(Exercice A):
Relevez, dans l'ordre, chaque emploi du mot « droit » ou « droits » dans le texte sur l'aide médicale d'Etat, avec les mots qui le complètent.
(Exercice B):
Rédigez la suite du texte sur l'aide médicale d'Etat à partir de sa dernière phrase.

(Extrait fourni):
--- --- ---

L’ère de l’accès inconditionnel et gratuit aux droits fondamentaux semble décidément bien révolue. Ce fut d’abord la remise en cause de l’aide médicale d’Etat gratuite. Ce dispositif qui permet aux étrangers sans papier – et donc sans droit au travail et droits sociaux - d’être soignés a été créé en 1999 dans la même loi que celle portant création de la CMU. Il était gratuit jusqu’à une réforme votée cet hiver et qui vient d’entrer en vigueur. Désormais les étrangers doivent payer chaque année un droit d’entrée de 30 euros pour pouvoir bénéficier de l’aide médicale d’Etat. Et c’est à présent l’accès au droit gratuit qui risque d’être remis en cause.

--- --- ---

(Données enregistrées):
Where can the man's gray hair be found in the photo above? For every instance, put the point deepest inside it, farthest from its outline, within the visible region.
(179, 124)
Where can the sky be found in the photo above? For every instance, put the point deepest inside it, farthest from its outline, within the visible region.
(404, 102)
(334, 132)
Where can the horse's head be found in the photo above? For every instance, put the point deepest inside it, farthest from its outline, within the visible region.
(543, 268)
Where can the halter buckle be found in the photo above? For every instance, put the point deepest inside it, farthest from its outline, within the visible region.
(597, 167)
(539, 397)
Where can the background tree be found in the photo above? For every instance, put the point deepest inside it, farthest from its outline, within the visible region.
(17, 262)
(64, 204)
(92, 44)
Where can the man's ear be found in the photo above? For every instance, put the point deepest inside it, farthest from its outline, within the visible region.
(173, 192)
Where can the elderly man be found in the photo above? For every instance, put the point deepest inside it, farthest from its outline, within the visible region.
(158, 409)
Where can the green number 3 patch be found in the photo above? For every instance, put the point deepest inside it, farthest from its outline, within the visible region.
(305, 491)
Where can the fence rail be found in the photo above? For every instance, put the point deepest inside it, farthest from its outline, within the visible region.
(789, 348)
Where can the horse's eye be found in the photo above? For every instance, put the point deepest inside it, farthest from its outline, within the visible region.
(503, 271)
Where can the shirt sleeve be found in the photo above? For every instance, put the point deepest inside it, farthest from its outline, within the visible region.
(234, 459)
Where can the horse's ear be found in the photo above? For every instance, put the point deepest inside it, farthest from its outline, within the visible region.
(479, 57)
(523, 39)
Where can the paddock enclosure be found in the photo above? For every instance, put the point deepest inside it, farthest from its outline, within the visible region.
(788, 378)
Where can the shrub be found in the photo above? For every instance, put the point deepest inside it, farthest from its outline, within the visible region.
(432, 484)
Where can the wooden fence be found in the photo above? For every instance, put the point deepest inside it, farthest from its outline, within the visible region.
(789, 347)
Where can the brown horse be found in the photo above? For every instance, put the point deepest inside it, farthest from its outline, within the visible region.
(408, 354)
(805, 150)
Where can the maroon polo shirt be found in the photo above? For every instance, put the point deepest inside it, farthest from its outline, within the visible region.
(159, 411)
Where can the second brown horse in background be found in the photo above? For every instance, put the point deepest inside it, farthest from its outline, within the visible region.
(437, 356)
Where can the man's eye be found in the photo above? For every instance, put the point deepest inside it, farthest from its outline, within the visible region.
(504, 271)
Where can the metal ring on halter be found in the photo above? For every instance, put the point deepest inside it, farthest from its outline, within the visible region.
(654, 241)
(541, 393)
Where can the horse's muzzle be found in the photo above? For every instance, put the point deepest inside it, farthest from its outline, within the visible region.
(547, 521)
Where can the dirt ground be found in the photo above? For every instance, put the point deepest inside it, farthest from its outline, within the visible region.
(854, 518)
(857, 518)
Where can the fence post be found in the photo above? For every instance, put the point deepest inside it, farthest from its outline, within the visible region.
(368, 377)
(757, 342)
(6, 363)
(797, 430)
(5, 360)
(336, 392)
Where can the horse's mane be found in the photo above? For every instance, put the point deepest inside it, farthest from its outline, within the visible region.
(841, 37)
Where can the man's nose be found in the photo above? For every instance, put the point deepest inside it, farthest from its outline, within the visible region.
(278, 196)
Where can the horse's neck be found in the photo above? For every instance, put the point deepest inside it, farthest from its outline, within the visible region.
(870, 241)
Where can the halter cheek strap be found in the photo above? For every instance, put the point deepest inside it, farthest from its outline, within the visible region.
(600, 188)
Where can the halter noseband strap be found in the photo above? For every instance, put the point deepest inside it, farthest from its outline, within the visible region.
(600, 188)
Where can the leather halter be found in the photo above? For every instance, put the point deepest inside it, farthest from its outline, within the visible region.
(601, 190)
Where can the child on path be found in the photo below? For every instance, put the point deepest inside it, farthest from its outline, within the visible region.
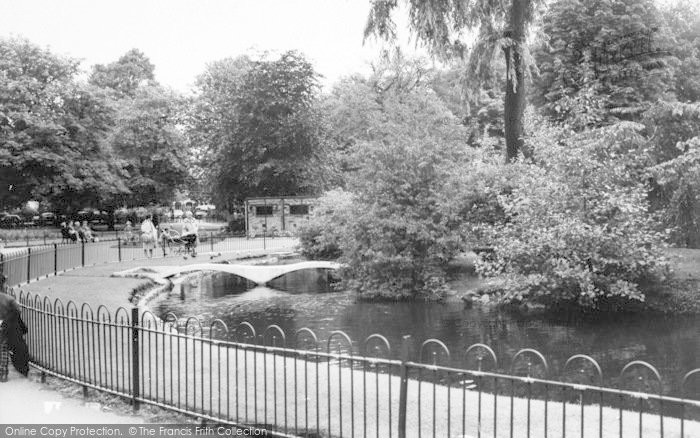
(149, 236)
(12, 330)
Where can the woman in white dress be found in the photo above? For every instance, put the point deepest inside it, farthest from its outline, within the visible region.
(149, 236)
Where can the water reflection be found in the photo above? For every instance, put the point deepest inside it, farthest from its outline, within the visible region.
(670, 344)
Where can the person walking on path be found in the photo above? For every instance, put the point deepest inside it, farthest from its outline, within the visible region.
(12, 331)
(149, 236)
(189, 233)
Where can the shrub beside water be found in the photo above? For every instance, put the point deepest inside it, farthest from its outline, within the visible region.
(578, 230)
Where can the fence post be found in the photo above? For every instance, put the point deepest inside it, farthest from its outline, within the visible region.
(135, 366)
(403, 390)
(29, 264)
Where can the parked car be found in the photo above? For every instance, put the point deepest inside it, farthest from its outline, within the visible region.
(11, 221)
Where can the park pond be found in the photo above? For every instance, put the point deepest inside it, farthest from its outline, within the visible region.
(306, 299)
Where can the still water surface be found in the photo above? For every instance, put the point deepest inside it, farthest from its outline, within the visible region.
(304, 299)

--- --- ---

(Corrigé A):
- droits fondamentaux
- droit au travail
- droits sociaux
- droit d'entrée
- accès au droit gratuit

(Corrigé B):
A chaque fois les arguments sont les mêmes : lutter contre les abus de droits, participer à l’effort collectif, contribuer à équilibrer les budgets afférents… Pour les uns le déficit de l’assurance maladie, pour les autres le coût de la réforme de la garde à vue. Soyons sérieux, ce ne sont pas ces modestes sommes qui permettront de corriger de telles faillites. Par contre il est clair qu’elles joueront un effet dissuasif certain, et probablement escompté.
D’ores et déjà on constate que de nombreux migrants irréguliers renoncent ou diffèrent le plus tardivement possible leur accès aux soins pour retarder le paiement d’une somme qui peut s’avérer rédhibitoire pour les plus précaires. Ce qui ne peut être que préjudiciable à leur santé et plus généralement à la santé publique. Le risque est le même en matière d’accès au droit. Cette somme ne peut que dissuader de nombreuses personnes à exercer leurs droits. Le pari gouvernemental est donc gagnant-gagnant : des fonds seront collectés d’une part et le nombre de requêtes diminuera d’autre part, allégeant ce faisant la demande de justice.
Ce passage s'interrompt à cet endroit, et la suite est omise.